## Challenge
Output the lines below verbatim, from the first line through the line containing "x=370 y=326", and nothing else.

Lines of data
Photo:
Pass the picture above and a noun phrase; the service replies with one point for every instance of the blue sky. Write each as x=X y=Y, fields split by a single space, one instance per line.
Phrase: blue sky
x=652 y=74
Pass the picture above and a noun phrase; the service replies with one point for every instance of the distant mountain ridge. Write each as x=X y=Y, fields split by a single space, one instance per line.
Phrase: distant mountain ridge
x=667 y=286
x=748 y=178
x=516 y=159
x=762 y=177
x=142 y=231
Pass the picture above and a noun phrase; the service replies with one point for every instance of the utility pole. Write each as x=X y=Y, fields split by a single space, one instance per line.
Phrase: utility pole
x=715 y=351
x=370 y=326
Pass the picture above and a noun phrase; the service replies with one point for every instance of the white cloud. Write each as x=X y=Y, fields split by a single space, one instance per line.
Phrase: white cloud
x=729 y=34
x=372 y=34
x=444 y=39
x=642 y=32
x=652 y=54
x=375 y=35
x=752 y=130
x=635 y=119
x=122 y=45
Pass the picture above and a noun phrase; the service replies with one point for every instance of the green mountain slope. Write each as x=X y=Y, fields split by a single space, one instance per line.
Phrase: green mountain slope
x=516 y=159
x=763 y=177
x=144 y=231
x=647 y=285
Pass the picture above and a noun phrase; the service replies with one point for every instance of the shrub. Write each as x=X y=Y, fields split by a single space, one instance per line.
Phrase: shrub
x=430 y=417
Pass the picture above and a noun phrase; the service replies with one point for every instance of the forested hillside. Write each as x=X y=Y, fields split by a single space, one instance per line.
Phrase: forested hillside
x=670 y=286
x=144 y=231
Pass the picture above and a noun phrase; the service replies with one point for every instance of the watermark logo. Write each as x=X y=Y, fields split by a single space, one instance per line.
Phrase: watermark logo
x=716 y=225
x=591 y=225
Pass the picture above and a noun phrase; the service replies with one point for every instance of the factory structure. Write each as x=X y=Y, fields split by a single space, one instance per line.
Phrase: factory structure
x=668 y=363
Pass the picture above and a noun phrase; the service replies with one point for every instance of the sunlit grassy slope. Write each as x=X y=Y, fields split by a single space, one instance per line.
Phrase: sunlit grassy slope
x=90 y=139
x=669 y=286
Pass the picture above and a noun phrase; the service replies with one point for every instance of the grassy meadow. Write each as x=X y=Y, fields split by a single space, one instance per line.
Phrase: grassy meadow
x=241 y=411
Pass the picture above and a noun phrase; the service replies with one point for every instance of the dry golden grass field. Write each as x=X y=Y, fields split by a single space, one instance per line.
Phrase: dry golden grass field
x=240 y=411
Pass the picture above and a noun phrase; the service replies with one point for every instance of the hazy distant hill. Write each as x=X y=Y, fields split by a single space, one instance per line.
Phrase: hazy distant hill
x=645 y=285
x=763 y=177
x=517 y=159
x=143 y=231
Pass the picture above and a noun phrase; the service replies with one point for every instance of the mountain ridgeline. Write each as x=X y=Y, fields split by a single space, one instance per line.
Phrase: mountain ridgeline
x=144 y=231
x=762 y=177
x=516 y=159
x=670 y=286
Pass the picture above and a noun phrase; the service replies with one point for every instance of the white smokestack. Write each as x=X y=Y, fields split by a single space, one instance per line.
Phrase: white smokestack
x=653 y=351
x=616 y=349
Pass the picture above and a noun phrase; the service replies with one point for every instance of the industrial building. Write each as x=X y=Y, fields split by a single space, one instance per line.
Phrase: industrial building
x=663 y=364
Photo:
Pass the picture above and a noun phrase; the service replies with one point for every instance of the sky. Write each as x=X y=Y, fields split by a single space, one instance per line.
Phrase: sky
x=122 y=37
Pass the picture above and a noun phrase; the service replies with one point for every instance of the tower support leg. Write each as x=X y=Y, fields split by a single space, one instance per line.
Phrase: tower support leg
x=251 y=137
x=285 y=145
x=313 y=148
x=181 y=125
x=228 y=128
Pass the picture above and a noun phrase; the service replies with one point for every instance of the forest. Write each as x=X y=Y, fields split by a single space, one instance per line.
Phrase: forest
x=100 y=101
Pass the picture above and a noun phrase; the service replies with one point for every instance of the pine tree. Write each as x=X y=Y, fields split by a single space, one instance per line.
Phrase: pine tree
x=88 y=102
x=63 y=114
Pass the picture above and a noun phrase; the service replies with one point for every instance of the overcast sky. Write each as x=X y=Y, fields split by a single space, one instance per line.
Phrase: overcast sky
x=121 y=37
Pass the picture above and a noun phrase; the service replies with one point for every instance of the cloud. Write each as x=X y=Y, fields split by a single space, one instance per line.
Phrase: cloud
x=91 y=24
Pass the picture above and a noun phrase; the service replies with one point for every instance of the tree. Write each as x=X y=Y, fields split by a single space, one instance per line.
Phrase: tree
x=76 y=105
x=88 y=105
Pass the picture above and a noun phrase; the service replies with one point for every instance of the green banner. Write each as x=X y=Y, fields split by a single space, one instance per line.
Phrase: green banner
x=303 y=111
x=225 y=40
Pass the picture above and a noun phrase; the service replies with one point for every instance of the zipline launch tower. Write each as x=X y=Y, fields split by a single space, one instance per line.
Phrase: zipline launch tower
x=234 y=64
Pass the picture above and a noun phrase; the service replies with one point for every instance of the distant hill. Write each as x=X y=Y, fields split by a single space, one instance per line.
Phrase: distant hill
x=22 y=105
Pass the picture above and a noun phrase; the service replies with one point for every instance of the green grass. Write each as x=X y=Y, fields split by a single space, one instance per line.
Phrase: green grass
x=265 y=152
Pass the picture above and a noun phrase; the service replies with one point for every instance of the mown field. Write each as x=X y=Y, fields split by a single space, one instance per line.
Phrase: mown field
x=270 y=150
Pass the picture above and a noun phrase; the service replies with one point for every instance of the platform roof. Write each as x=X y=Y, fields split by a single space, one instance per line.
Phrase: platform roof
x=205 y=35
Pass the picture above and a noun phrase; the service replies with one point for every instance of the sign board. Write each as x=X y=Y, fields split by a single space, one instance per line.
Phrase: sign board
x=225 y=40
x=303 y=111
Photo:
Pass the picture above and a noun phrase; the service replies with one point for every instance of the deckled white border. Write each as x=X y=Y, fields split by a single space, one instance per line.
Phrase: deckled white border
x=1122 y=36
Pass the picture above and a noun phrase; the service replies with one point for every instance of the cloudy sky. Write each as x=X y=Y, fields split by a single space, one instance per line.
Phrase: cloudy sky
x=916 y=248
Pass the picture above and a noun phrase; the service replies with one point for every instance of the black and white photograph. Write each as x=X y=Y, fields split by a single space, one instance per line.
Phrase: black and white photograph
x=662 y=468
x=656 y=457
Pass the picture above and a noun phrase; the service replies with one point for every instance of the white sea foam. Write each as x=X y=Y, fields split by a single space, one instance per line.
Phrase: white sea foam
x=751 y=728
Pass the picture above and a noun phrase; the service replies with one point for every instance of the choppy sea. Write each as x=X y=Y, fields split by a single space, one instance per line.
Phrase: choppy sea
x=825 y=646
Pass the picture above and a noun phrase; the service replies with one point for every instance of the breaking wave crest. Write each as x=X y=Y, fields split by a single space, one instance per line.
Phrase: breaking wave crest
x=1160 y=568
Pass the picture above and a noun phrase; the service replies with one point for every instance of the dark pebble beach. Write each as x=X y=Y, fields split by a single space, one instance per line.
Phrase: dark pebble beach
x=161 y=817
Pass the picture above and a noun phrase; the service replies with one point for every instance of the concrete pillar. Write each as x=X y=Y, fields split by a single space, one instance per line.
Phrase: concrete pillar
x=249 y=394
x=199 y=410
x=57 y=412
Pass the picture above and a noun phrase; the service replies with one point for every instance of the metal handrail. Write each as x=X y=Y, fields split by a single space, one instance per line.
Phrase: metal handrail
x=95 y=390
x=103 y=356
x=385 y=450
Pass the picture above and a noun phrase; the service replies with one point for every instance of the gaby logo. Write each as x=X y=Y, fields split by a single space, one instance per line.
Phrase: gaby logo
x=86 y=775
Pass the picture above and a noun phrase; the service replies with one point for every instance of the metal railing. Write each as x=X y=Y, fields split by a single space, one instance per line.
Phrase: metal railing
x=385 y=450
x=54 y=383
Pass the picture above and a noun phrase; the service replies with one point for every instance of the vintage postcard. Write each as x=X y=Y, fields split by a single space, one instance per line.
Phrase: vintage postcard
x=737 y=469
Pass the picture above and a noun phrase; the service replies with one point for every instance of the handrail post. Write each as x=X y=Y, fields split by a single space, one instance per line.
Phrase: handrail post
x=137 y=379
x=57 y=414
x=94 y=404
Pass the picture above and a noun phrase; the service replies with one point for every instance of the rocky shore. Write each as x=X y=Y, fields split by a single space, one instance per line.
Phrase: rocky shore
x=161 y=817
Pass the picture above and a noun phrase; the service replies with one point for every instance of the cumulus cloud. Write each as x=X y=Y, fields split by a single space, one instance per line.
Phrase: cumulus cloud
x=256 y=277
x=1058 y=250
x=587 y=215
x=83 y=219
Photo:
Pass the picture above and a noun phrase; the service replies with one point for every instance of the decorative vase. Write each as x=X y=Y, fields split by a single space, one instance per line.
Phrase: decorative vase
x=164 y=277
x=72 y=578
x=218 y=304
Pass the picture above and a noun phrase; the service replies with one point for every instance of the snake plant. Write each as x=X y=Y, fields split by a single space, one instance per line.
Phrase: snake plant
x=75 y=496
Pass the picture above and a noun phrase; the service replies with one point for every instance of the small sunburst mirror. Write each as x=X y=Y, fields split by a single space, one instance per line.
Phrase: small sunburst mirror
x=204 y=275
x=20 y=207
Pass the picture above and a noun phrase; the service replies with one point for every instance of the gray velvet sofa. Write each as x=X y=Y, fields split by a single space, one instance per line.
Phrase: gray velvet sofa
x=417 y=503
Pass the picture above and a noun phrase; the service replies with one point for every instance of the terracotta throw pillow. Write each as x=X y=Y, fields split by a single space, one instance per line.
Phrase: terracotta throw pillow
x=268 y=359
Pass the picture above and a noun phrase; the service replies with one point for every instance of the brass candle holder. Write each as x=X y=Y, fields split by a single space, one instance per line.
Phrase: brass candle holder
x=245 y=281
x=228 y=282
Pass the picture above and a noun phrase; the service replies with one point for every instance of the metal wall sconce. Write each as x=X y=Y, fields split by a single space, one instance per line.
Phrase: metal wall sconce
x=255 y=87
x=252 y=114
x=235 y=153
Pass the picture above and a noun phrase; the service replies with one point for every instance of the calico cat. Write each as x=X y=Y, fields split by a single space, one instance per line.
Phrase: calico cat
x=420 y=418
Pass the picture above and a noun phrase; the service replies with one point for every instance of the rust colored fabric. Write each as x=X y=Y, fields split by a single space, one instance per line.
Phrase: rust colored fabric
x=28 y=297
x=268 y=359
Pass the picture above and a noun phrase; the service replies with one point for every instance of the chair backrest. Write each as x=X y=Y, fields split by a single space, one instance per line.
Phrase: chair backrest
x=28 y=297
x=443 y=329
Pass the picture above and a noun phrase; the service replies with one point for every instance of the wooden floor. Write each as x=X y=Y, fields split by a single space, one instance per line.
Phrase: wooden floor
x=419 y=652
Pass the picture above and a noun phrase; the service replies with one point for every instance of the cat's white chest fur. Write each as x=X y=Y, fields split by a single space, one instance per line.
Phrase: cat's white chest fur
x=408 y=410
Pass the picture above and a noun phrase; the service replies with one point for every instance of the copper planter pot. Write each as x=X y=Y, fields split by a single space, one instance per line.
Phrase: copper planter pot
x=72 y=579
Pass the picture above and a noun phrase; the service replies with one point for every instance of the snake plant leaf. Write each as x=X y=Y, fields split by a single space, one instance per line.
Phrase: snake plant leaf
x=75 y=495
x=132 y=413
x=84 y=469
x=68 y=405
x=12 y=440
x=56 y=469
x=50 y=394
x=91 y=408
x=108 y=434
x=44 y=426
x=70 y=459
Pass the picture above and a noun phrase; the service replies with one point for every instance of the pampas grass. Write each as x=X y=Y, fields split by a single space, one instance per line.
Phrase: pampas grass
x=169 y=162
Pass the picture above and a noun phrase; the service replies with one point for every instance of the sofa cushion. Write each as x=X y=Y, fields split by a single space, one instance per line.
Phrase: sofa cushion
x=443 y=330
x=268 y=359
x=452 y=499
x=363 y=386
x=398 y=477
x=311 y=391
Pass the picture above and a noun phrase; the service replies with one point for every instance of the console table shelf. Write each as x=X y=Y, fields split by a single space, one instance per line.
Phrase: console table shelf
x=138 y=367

## Written solution
Photo:
Pass the picture above and a noun phrase; the service replies with one point for every instance of the blue sky. Write each as x=X y=Y, fields split by a single space, one instance per line.
Phrase: blue sky
x=652 y=74
Pass the picture above and a noun phrase; the service replies with one point for every instance of the distant mountain ridge. Write each as x=X y=Y, fields split by a single space, one instance per line.
Phrase: distant mountain ridge
x=667 y=286
x=748 y=178
x=516 y=159
x=762 y=177
x=142 y=231
Pass the picture above and a noun phrase; the service replies with one point for every instance of the utility pole. Write each as x=X y=Y, fields split by a single space, one instance per line.
Phrase: utility pole
x=715 y=351
x=370 y=326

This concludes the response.